▶ _DAFTAR TUGAS_
• 1. Salin bagian tulisan tentang pernikahan dari "Akhir-akhir ini sahabat-sahabat" sampai dengan "yang saya pikirkan." tanpa perubahan.
• 2. Menurut tulisan tentang pernikahan, mengapa penulis tidak lagi bisa gegabah setelah izin menikah turun? Jelaskan dalam satu sampai tiga kalimat.
• 3. Ubah paragraf tulisan tentang pernikahan yang diawali "Ditambah sehari setelah ijin turun" menjadi daftar singkat berisi fakta-fakta utamanya.

▶ _CUPLIKAN TEKS_
<<<<
Jumat, 16 Desember 2011

Apa yang Saya Pikirkan tentang Pernikahan?

Assalammualaikum,

Akhir-akhir ini sahabat-sahabat saya banyak yang membagi cerita tentang pernikahan, mulai dari harapan, halangan menuju pernikahan, persiapan pranikah, hingga kehidupan setelah menikah. Melalui kisah sahabat- sahabat saya tersebut lantas banyak yang saya pikirkan.

Bisa dibilang saya adalah seseorang yang sangat bersemangat menemukan hal baru, demikian pula hal nya saat orang tua saya mengijinkan saya menikah dengan lelaki yang membuat saya jatuh cinta (lagi). Namanya Wiji Kustiawan, lelaki berusia 30 tahun yang bertubuh sehat dan berwajah bulat manis. Cara dia menatap saya, cara dia mengingatkan saya dan cara dia menerima apa adanya diri saya lah yang membuat saya memutuskan memperjuangkan hubungan kami.

Ketika ijin menikah telah turun, saya yang biasanya serta merta merencanakan langkah-langkah berikutnya kini tidak lagi dapat gegabah. Menikah bagi saya cukup sekali seumur hidup saya, kecuali jika Allah menentukan lain. Maka saya harus berfikir berulang kali dan memikirkan masak-masak. Pada awalnya saya menjadi sangat mudah marah pada Mas Wiji, hal yang dia lakukan di luar ekspektasi saya membuat saya terpancing emosi.

Ditambah sehari setelah ijin turun, saya mengalami kecelakaan yang membuat kepercayaan diri saya seketika luruh dan berantakan. Saya menjadi gadis kecil yang merengek minta ditemani setiap saat, setiap Mas Wiji pamit pulang saya akan memasang wajah masam, merengek minta injury time 30 menit lagi. Kebanyakan sih dia tidak mengabulkan dan saya akan tampang muka kecut. Tetapi masih cinta lah yaaa... hehehe..
>>>>
▶ _CUPLIKAN DATA_
<<<<
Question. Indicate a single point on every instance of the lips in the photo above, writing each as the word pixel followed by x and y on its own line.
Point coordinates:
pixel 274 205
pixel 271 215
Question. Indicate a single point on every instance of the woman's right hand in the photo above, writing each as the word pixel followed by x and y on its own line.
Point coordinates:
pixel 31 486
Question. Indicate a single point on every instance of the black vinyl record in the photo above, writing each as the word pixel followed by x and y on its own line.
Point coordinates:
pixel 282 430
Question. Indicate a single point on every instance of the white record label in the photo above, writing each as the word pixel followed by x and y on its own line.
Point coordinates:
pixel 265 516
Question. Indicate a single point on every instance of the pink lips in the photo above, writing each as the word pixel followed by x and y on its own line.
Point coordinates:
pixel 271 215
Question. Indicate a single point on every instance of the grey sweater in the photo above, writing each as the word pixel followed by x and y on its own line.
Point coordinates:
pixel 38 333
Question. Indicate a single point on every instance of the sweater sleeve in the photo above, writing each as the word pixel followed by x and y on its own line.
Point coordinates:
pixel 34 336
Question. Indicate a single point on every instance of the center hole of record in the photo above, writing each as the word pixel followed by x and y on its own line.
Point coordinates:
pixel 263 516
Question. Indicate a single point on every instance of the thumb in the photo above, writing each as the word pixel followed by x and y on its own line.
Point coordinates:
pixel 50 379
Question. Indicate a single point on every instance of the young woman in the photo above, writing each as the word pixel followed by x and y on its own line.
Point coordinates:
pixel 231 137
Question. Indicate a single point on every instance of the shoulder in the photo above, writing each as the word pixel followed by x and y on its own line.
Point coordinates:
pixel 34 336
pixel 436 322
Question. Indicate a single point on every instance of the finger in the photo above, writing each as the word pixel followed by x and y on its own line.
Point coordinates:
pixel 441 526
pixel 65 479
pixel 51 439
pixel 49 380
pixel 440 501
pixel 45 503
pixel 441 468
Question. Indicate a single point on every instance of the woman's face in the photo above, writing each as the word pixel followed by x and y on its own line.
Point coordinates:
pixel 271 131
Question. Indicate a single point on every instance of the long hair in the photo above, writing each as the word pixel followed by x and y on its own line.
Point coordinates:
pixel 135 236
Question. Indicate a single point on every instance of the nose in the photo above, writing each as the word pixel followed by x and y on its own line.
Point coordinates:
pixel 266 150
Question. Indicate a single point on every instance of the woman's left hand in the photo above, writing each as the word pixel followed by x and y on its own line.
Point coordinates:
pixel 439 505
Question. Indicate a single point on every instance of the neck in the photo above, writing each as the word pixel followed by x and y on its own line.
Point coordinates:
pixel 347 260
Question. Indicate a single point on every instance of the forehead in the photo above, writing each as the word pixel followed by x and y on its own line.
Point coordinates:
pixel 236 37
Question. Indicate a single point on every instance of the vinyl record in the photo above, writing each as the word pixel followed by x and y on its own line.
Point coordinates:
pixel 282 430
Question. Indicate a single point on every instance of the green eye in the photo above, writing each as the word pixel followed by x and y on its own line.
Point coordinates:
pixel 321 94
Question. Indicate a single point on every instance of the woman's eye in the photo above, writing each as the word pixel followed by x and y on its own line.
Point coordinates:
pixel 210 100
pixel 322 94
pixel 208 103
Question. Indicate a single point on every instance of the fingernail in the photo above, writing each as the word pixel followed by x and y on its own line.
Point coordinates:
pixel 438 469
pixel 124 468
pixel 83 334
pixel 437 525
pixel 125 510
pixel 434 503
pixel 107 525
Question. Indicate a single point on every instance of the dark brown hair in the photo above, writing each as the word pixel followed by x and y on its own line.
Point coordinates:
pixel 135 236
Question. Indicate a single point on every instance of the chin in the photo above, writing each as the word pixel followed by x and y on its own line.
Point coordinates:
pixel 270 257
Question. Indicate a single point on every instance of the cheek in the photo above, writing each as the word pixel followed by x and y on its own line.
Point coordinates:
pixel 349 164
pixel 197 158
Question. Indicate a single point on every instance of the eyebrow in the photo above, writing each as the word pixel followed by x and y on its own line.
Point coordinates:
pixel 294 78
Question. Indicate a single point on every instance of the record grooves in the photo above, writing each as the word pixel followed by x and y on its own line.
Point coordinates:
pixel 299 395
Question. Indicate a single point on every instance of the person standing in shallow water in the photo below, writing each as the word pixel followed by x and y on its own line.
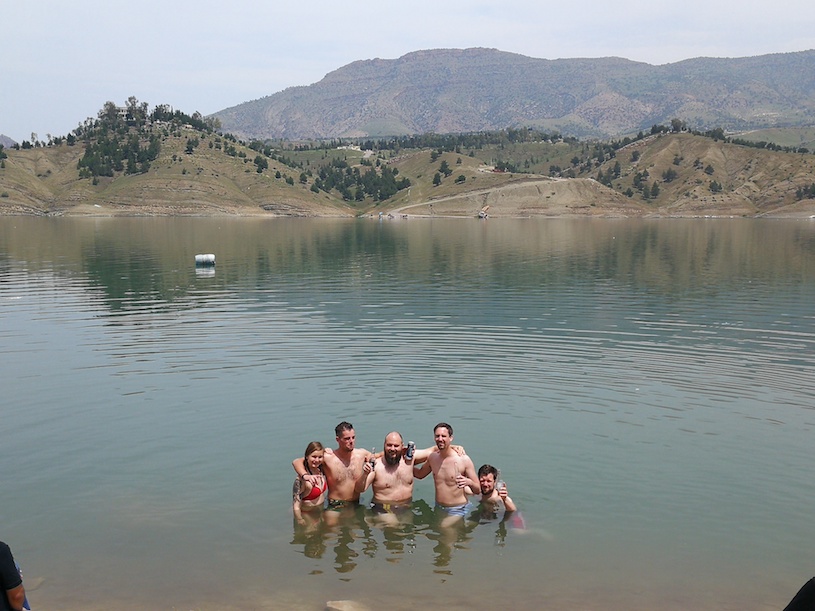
>>>>
▶ _JAWABAN_
• 1.
Akhir-akhir ini sahabat-sahabat saya banyak yang membagi cerita tentang pernikahan, mulai dari harapan, halangan menuju pernikahan, persiapan pranikah, hingga kehidupan setelah menikah. Melalui kisah sahabat- sahabat saya tersebut lantas banyak yang saya pikirkan.

• 2. Bagi penulis, menikah cukup sekali seumur hidup, kecuali jika Allah menentukan lain. Karena itu penulis merasa harus berpikir berulang kali dan memikirkannya masak-masak.

• 3.
- Sehari setelah izin menikah turun, saya mengalami kecelakaan yang membuat kepercayaan diri saya luruh dan berantakan.
- Saya menjadi manja dan merengek minta ditemani setiap saat.
- Setiap Mas Wiji pamit pulang, saya memasang wajah masam dan meminta tambahan waktu 30 menit.
- Permintaan itu kebanyakan tidak dikabulkan, tetapi saya tetap cinta.